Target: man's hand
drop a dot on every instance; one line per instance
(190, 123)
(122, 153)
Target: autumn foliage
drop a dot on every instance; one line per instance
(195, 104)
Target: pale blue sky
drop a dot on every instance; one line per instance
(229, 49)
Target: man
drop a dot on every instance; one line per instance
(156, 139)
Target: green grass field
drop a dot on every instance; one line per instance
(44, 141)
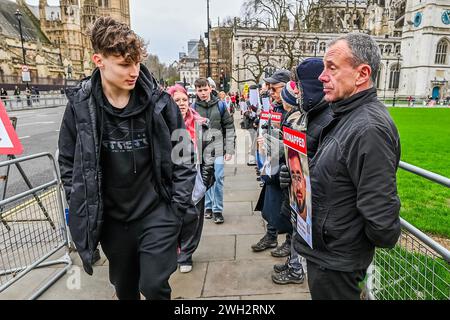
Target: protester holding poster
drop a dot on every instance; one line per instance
(300, 190)
(311, 103)
(353, 174)
(271, 197)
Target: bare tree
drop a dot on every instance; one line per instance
(258, 60)
(293, 18)
(160, 70)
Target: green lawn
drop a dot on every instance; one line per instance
(425, 139)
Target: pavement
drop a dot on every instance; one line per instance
(224, 266)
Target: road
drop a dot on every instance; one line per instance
(38, 131)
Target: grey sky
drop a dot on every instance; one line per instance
(167, 25)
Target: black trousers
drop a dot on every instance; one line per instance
(325, 284)
(190, 235)
(142, 254)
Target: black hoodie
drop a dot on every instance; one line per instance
(81, 167)
(128, 181)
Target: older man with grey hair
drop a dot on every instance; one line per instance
(353, 174)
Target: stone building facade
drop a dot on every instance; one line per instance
(55, 37)
(415, 54)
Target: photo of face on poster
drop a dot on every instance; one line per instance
(300, 189)
(299, 184)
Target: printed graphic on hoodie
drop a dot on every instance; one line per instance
(128, 135)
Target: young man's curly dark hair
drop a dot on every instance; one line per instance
(111, 37)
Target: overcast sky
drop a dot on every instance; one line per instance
(167, 25)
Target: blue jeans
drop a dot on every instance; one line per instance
(214, 196)
(295, 259)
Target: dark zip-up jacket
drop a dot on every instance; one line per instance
(81, 171)
(224, 124)
(354, 191)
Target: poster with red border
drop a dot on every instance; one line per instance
(275, 118)
(300, 189)
(9, 141)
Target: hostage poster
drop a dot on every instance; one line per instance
(262, 158)
(300, 190)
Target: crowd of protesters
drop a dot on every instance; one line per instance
(353, 152)
(128, 192)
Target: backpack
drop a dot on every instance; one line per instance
(221, 105)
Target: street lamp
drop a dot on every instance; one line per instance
(239, 81)
(19, 19)
(315, 47)
(209, 40)
(397, 78)
(385, 80)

EXERCISE DETAILS =
Copy out every one of the records above, word for word, without the pictures.

RESULT =
Target: man's hand
drop a dot on every instance; one line per instance
(190, 123)
(122, 153)
Target: autumn foliage
drop a dot on every instance; one line per instance
(195, 104)
Target: pale blue sky
drop a dot on every instance; one line per instance
(229, 49)
Target: man
drop a dot on every instance; one line per instance
(156, 139)
Target: green grass field
drop a dot on every instance; one line per instance
(44, 141)
Target: protester holding poster
drop a dot on every instance; one line per instance
(300, 190)
(311, 103)
(353, 174)
(271, 197)
Target: bare tree
drop a dot on every instance; one line per instance
(258, 60)
(293, 18)
(160, 70)
Target: green lawn
drop a dot on every instance; one line per instance
(425, 139)
Target: pavement
drop a dot on every instance; one line per instance
(224, 266)
Target: road
drop a dot on every instance; one line per instance
(38, 131)
Target: grey sky
drop a dot on every instance; one line per instance
(167, 25)
Target: black trousers
drop a dot on every instance; one line per instance
(325, 284)
(190, 235)
(142, 254)
Target: black hoodie
drop a dot on every instance; one line per instance
(81, 167)
(128, 181)
Target: older man with grey hair
drop a dot on every instance; one line per instance
(353, 174)
Target: stone building facade
drop a dot on every instance; one line per instance
(55, 37)
(415, 54)
Target: photo of face on poster
drop a dot on every instance; one line per instance
(300, 189)
(299, 184)
Target: printed graphic on hoodie
drop a dot on every instance; one line per instance
(128, 135)
Target: young man's curly dark hair
drop a dot on every instance; one line per instance
(111, 37)
Target: overcast sky
drop a dot on every instance; one line per instance
(167, 25)
Target: blue jeans
drop a dot on every instance; one line per instance
(214, 196)
(295, 259)
Target: dark zip-up jacket
drop a dot on every instance; one line per instance
(81, 171)
(224, 124)
(354, 191)
Target: poster with red border
drop a dot on every instance; one line per instance
(275, 118)
(300, 189)
(9, 141)
Target: hostage poster
drop a dot on every instance; one line per instance
(262, 158)
(300, 190)
Target: crowd of protesters
drop a dot on every instance; one line per instance
(353, 152)
(128, 192)
Target: backpack
drop a dot on every instance; one line per instance
(221, 105)
Target: street lamp
drop a dot on every instance; one line per instance
(239, 81)
(19, 19)
(315, 47)
(209, 40)
(397, 78)
(385, 80)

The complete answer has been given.